The Future

There is enormous interest in the future of finance and economic growth generally.  Books, magazine and newspaper articles and television programing all deal with various aspects of this topic.  On one day the New York Times carried an article by Paul Krugman about the relationship of skills to jobs.  He contends that the purported gap between the skills workers have and the jobs available simply blames workers for their plight.  On the same day in the Washington Post Robert Samuelson examines the proposition that we may be in a permanent economic slowdown.  In the same paper E. J. Dionne discusses the concern of work and the great variety of ways authors approach the topic.  I’m sure this does not exhaust the attention given to this topic on this one day.

 My problem with most of this is that it does not deal with the reality of work.  Throughout human history humans have worked hard to develop ways and means of making work more efficient and effective.  We have come from massive amounts of slave labor to machines that increasingly perform tasks that humans used to do.

In my own lifetime I have seen farming go from the major category in the census to no longer being included.  Small farmers using horses and mules to provide power for plowing and harvesting have been replaced by tractors and massive machines that cultivate enormous amounts of land.  The small and medium sized towns that provided services to these small farmers have been replaced by Walmart and 7-Elevens.  Small and medium size churches are also gone, removing convenient centers for socializing and the informal exchange of information about work that could be used to find ways to develop new skills.

The same thing has happened in industry.  To use just one example, one of the Japanese auto manufacturers now has an assembly plant that requires very little human labor and that involves managing machines.  Office work, particularly the manipulation of information by computers is seeing the abolition of waves of clerical work through computer use.  Bank tellers are decreasing in number and increasing theft of credit card information is leading credit card companies to look for ways to prevent this by devising new types of cards.  In addition, smartphones are simply one type of technology that is working toward an alternative to money.

There is nothing new in this set of events.  They are as old as human society.  Depriving people of work through centralization of economic and innovative intellectual activity does, however, require change in the way we look at human life in community.  Timothy Radcliff identifies three new directions that have grown out of the capitalist market economy as justifying our surging movement away from labor as a central element in human community: the cultivation of unlimited desire, the worship of money, and the establishment of private property as the dominating aspect of contemporary human life.

Advertising itself illustrates the cultivation of unlimited desire.  There are so many varieties of material goods and varieties within a single product line that we have an internal struggle not to replace a possession or to add something we don’t have.

The worship of money is shown in the obscene compensation paid out to people in various financial institutions who handled monetary transactions in the years before the recent financial crash.  Everything is valued in money; Ideas have now entered the private property marketplace.

Although individuals and companies do have the right to the products of their innovative intellectual activity, there is the matter of the effect of this control on the good of the community.  One of the most egregious example of the effect on community good is in the development of pharmaceuticals. The value of these drugs is in the  treatment of disease which is really a community good and not just limited to their effects on individuals.  What is the role of the community (the state) in pricing and distribution of drugs?

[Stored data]

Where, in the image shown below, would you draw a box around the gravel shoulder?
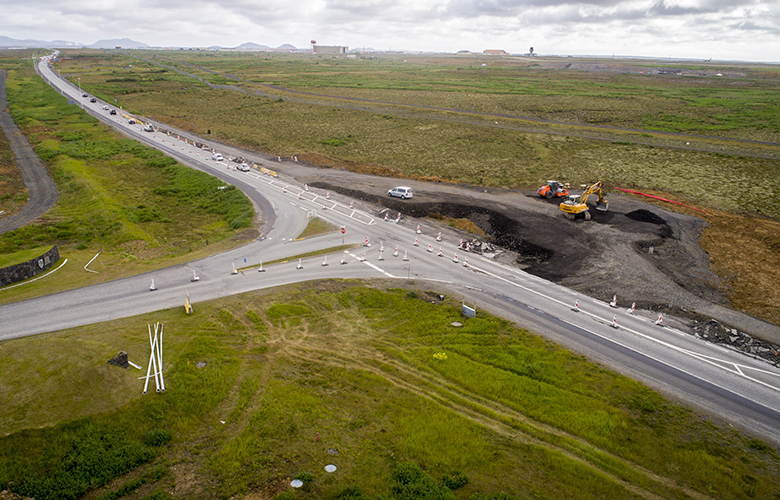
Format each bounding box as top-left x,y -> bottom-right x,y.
149,124 -> 780,360
0,70 -> 58,234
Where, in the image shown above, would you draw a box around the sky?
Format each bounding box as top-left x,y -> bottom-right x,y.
0,0 -> 780,62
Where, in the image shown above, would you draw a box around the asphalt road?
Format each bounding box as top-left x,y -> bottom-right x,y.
0,54 -> 780,443
0,70 -> 57,234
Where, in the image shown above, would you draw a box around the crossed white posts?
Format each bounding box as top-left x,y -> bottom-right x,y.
141,323 -> 165,394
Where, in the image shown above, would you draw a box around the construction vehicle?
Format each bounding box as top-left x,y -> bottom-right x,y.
536,181 -> 569,200
558,181 -> 609,220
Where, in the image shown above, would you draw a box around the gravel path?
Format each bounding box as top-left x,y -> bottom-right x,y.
0,70 -> 58,234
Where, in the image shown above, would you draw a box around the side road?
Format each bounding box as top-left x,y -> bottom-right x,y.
0,70 -> 58,234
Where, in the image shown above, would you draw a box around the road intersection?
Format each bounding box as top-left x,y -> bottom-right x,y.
0,54 -> 780,443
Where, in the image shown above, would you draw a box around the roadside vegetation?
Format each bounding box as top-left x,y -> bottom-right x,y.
0,281 -> 780,500
57,50 -> 780,323
0,53 -> 257,302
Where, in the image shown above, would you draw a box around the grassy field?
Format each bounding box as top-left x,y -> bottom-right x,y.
0,51 -> 257,302
51,51 -> 780,323
0,281 -> 780,500
58,51 -> 780,219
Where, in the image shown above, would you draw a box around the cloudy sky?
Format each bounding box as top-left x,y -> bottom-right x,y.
6,0 -> 780,62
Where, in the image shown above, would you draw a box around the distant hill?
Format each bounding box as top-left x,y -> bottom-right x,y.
0,36 -> 82,49
236,42 -> 271,50
87,38 -> 149,49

• **Activities**
a - Answer these questions from the essay on the future of work:
(i) In which newspaper does Robert Samuelson examine the idea of a permanent economic slowdown?
(ii) What has replaced the small and medium sized towns that provided services to small farmers?
(iii) What three new directions does Timothy Radcliff identify?
b - Reproduce the essay on the future of work from "My problem with" to "used to do.", swapping "slave labor" for "manual labor".

• **Answers for the tasks**
a -
(i) The Washington Post
(ii) Walmart and 7-Elevens
(iii) The cultivation of unlimited desire, the worship of money, and the establishment of private property as the dominating aspect of contemporary human life

b -
My problem with most of this is that it does not deal with the reality of work.  Throughout human history humans have worked hard to develop ways and means of making work more efficient and effective.  We have come from massive amounts of manual labor to machines that increasingly perform tasks that humans used to do.